##### Data listing

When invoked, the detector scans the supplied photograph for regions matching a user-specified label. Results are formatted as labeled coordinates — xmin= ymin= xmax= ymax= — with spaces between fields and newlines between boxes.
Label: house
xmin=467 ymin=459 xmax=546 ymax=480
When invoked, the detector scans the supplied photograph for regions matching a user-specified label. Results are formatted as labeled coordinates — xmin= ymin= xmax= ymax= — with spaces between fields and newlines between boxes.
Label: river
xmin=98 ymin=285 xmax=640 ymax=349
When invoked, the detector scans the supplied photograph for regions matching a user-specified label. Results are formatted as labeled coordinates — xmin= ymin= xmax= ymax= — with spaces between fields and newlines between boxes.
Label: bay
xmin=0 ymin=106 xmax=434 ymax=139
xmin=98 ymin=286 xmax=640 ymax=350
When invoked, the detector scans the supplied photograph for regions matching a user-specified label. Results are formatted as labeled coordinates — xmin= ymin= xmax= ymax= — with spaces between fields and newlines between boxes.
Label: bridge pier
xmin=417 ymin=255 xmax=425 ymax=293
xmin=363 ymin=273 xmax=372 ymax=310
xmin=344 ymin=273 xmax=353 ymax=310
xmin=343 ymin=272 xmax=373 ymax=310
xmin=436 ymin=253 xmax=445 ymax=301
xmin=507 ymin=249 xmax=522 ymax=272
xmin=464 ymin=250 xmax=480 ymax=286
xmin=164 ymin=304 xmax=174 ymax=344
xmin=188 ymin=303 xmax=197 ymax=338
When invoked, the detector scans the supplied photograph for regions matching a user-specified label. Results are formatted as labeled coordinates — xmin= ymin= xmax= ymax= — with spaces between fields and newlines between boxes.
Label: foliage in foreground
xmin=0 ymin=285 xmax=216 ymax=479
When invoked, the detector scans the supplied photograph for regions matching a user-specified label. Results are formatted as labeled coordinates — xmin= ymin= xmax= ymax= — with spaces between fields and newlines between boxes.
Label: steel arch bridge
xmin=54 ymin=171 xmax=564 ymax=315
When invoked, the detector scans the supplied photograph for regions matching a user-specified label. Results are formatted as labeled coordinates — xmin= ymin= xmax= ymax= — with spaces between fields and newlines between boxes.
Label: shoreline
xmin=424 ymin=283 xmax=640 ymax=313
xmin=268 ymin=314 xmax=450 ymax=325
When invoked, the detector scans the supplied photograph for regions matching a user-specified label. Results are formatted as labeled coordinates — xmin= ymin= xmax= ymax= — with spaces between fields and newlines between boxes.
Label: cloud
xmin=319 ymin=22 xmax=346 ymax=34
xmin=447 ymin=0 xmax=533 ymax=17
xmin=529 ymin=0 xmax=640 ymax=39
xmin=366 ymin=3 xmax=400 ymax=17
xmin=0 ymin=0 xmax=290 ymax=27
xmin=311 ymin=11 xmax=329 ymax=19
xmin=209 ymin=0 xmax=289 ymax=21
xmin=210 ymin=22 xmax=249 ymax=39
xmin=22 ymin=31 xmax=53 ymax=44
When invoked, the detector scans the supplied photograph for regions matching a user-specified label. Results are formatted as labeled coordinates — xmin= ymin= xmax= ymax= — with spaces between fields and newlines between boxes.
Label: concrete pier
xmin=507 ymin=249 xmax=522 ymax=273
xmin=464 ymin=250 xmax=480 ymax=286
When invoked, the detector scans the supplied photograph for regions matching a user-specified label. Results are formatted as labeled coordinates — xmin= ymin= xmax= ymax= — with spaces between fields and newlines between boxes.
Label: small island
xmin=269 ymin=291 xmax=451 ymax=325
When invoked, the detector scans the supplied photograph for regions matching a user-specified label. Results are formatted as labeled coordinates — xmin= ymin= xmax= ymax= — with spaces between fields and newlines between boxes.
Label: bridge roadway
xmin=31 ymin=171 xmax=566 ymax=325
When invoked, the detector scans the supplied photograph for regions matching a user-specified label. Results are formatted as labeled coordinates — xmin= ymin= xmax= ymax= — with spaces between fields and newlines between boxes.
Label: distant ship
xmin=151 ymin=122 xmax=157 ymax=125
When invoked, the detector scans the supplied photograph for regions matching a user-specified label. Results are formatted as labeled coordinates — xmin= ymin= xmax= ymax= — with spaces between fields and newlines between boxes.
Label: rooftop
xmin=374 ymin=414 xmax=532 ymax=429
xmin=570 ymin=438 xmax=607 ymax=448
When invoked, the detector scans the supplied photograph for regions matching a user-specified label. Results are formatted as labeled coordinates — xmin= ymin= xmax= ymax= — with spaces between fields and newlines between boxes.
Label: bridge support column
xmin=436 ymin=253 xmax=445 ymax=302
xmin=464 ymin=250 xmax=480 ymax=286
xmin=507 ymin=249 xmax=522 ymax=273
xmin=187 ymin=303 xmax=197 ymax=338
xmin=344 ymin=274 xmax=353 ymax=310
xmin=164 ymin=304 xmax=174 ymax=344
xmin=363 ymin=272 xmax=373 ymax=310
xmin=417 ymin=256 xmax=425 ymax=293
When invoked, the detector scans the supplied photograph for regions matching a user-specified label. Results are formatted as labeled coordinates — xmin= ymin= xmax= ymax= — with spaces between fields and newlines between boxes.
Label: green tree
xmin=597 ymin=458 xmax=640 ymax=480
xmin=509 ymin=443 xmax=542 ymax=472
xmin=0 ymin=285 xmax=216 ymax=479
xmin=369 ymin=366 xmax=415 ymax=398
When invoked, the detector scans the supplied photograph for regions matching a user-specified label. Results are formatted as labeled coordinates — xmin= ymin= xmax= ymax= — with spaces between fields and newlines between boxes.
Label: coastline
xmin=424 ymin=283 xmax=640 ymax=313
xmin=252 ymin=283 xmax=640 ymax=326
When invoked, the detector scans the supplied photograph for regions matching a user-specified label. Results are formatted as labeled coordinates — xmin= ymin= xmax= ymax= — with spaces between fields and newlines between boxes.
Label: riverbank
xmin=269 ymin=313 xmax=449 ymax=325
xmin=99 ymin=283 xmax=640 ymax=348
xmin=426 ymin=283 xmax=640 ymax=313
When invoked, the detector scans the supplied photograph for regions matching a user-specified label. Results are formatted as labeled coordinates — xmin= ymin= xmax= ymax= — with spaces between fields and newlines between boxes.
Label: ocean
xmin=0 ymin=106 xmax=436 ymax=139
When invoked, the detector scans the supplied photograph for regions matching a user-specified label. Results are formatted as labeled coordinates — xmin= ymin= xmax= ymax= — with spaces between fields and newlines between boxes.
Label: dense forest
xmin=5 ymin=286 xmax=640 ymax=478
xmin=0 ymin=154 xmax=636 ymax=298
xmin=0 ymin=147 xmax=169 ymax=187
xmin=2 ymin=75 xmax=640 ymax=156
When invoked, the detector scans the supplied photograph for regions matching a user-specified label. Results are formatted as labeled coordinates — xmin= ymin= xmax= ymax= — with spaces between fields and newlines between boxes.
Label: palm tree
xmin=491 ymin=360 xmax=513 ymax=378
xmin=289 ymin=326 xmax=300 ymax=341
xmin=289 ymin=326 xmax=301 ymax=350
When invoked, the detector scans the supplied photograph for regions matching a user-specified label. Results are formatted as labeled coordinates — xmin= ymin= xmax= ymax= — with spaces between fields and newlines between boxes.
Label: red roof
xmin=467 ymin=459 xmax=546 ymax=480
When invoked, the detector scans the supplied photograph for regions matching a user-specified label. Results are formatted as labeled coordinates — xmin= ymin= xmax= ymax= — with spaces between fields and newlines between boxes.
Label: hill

##########

> _Your objective_
Each record is to be given again in full, exactly as it reads.

> _Solution below_
When invoked, the detector scans the supplied photograph for regions matching a user-specified label. Results are formatted as labeled coordinates — xmin= ymin= xmax= ymax= — with spaces between fields and newlines between boxes.
Label: house
xmin=467 ymin=459 xmax=546 ymax=480
When invoked, the detector scans the supplied photograph for regions matching a user-specified label. Results are formatted as labeled coordinates — xmin= ymin= xmax= ymax= — with spaces between fields and newlines between boxes.
Label: river
xmin=98 ymin=285 xmax=640 ymax=349
When invoked, the detector scans the supplied photograph for regions matching a user-specified label. Results are formatted as labeled coordinates — xmin= ymin= xmax= ymax= — with spaces between fields and newlines between boxes.
Label: bay
xmin=0 ymin=106 xmax=434 ymax=139
xmin=98 ymin=286 xmax=640 ymax=350
When invoked, the detector scans the supplied photograph for regions matching a user-specified label. Results are formatted as labeled coordinates — xmin= ymin= xmax= ymax= — with spaces between fields and newlines between boxes.
Label: bridge pier
xmin=417 ymin=255 xmax=425 ymax=293
xmin=363 ymin=273 xmax=372 ymax=310
xmin=344 ymin=273 xmax=353 ymax=310
xmin=343 ymin=272 xmax=373 ymax=310
xmin=436 ymin=253 xmax=445 ymax=301
xmin=507 ymin=249 xmax=522 ymax=272
xmin=464 ymin=250 xmax=480 ymax=286
xmin=164 ymin=304 xmax=174 ymax=344
xmin=188 ymin=303 xmax=197 ymax=338
When invoked, the detector scans the supplied photograph for regions matching a user-specified label. Results are formatted as labeled coordinates — xmin= ymin= xmax= ymax= — with spaces between fields and newlines between boxes.
Label: foliage in foreground
xmin=0 ymin=285 xmax=216 ymax=479
When invoked, the detector scans the supplied photograph for regions matching a user-specified label. Results are formatted as labeled coordinates — xmin= ymin= xmax= ymax= — with spaces between fields and newlines between boxes.
Label: steel arch bridge
xmin=54 ymin=171 xmax=564 ymax=315
When invoked, the detector scans the supplied photograph for regions matching a user-specified label. Results are formatted as labeled coordinates — xmin= ymin= xmax= ymax= — with spaces between fields and newlines between boxes.
Label: shoreline
xmin=424 ymin=283 xmax=640 ymax=313
xmin=268 ymin=314 xmax=450 ymax=325
When invoked, the detector scans the supplied photograph for regions matching a user-specified label. Results are formatted as labeled coordinates — xmin= ymin= xmax= ymax= — with spaces between fields and newlines between boxes.
Label: cloud
xmin=319 ymin=22 xmax=346 ymax=34
xmin=447 ymin=0 xmax=533 ymax=17
xmin=529 ymin=0 xmax=640 ymax=39
xmin=366 ymin=3 xmax=400 ymax=17
xmin=0 ymin=0 xmax=290 ymax=27
xmin=311 ymin=11 xmax=329 ymax=19
xmin=209 ymin=0 xmax=289 ymax=21
xmin=210 ymin=22 xmax=249 ymax=39
xmin=22 ymin=31 xmax=53 ymax=44
When invoked, the detector scans the supplied photograph for regions matching a user-specified label. Results are formatted as labeled coordinates — xmin= ymin= xmax= ymax= — with spaces between fields and newlines between boxes.
Label: concrete pier
xmin=507 ymin=249 xmax=522 ymax=273
xmin=464 ymin=250 xmax=480 ymax=286
When invoked, the detector scans the supplied photograph for regions matching a user-specified label. Results are formatted as labeled coordinates — xmin= ymin= xmax= ymax= — with spaces between fields and newlines between boxes.
Label: small island
xmin=269 ymin=291 xmax=451 ymax=325
When invoked, the detector scans the supplied photograph for regions matching a user-specified label. Results are formatted as labeled coordinates — xmin= ymin= xmax= ymax= — with spaces between fields and newlines between boxes.
Label: bridge roadway
xmin=31 ymin=171 xmax=566 ymax=325
When invoked, the detector scans the supplied photograph for regions matching a user-specified label. Results are formatted as labeled coordinates — xmin= ymin= xmax= ymax= — with spaces between fields and newlines between boxes.
Label: distant ship
xmin=151 ymin=122 xmax=157 ymax=125
When invoked, the detector scans the supplied photograph for regions matching a user-specified label. Results are formatted as labeled coordinates — xmin= ymin= xmax= ymax= — with spaces between fields and newlines between boxes.
Label: rooftop
xmin=374 ymin=414 xmax=532 ymax=429
xmin=570 ymin=438 xmax=607 ymax=448
When invoked, the detector scans the supplied photograph for regions matching a user-specified label. Results are formatted as labeled coordinates — xmin= ymin= xmax= ymax= — with spaces between fields and newlines between boxes.
Label: bridge support column
xmin=436 ymin=253 xmax=445 ymax=302
xmin=464 ymin=250 xmax=480 ymax=286
xmin=507 ymin=249 xmax=522 ymax=273
xmin=187 ymin=303 xmax=197 ymax=338
xmin=344 ymin=274 xmax=353 ymax=310
xmin=164 ymin=304 xmax=174 ymax=344
xmin=363 ymin=272 xmax=373 ymax=310
xmin=417 ymin=256 xmax=425 ymax=293
When invoked, the detector scans the supplied photograph for regions matching a user-specified label. Results are formatted as labeled coordinates — xmin= ymin= xmax= ymax= — with spaces between fields and newlines between boxes.
Label: green tree
xmin=597 ymin=458 xmax=640 ymax=480
xmin=509 ymin=443 xmax=542 ymax=472
xmin=0 ymin=285 xmax=216 ymax=479
xmin=369 ymin=366 xmax=415 ymax=398
When invoked, the detector scans the supplied photograph for regions matching a user-specified label. Results are formatted as labeled coordinates — xmin= ymin= xmax= ymax= — with spaces between fields and newlines between boxes.
Label: coastline
xmin=424 ymin=283 xmax=640 ymax=313
xmin=252 ymin=283 xmax=640 ymax=326
When invoked, the detector scans the supplied photograph for regions matching a user-specified label. Results are formatted as labeled coordinates — xmin= ymin= xmax= ymax= — with spaces between fields and newlines between boxes.
Label: riverbank
xmin=269 ymin=313 xmax=449 ymax=325
xmin=99 ymin=283 xmax=640 ymax=348
xmin=426 ymin=283 xmax=640 ymax=313
When invoked, the detector scans the supplied photograph for regions matching a user-specified label. Results are formatted as labeled coordinates — xmin= ymin= xmax= ymax= — with spaces between fields and newlines between boxes.
Label: ocean
xmin=0 ymin=106 xmax=436 ymax=139
When invoked, the detector scans the supplied photograph for regions matching a user-specified label. Results are formatted as labeled coordinates — xmin= ymin= xmax= ymax= — with spaces between fields and newlines between boxes.
Label: dense forest
xmin=5 ymin=286 xmax=640 ymax=478
xmin=0 ymin=154 xmax=636 ymax=298
xmin=0 ymin=147 xmax=169 ymax=187
xmin=2 ymin=75 xmax=640 ymax=156
When invoked, the detector scans the supplied photograph for regions matching a user-specified label. Results are formatted as labeled coordinates — xmin= ymin= xmax= ymax= — with spaces between fields and newlines between boxes.
Label: palm tree
xmin=491 ymin=360 xmax=513 ymax=378
xmin=289 ymin=326 xmax=300 ymax=341
xmin=289 ymin=326 xmax=301 ymax=350
When invoked, the detector scans the supplied photograph for regions matching a user-specified label. Results are formatted as labeled coordinates — xmin= ymin= xmax= ymax= — with spaces between fields and newlines between boxes.
Label: red roof
xmin=467 ymin=459 xmax=546 ymax=480
When invoked, the detector scans the supplied photograph for regions matching a user-specified label. Results are formatted as labeled coordinates — xmin= ymin= xmax= ymax= — with spaces between fields and newlines between boxes.
Label: hill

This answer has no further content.